*** Begin section ***

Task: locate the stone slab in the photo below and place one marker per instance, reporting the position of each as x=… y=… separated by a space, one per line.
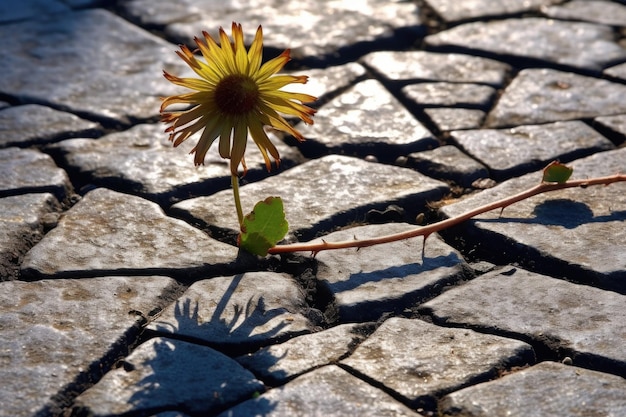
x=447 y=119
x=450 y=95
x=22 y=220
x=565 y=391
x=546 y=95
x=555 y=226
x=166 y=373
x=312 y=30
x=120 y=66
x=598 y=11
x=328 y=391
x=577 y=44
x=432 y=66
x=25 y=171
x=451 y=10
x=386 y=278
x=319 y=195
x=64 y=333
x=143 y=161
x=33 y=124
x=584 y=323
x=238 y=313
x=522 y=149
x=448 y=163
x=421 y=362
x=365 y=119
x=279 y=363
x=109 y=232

*** End section ***

**What to do:**
The answer must be an exact copy of every record above, minus the pictures.

**Exercise result:**
Task: locate the stone slab in the photo below and place one marker per instance, reporting the position of each as x=… y=… separated by a space, one per line.
x=447 y=119
x=450 y=95
x=22 y=220
x=565 y=391
x=546 y=95
x=555 y=226
x=166 y=373
x=312 y=30
x=120 y=66
x=598 y=11
x=328 y=391
x=577 y=44
x=432 y=66
x=25 y=171
x=451 y=10
x=386 y=278
x=319 y=195
x=64 y=333
x=143 y=161
x=33 y=124
x=584 y=323
x=238 y=313
x=522 y=149
x=448 y=163
x=421 y=362
x=365 y=119
x=279 y=363
x=109 y=232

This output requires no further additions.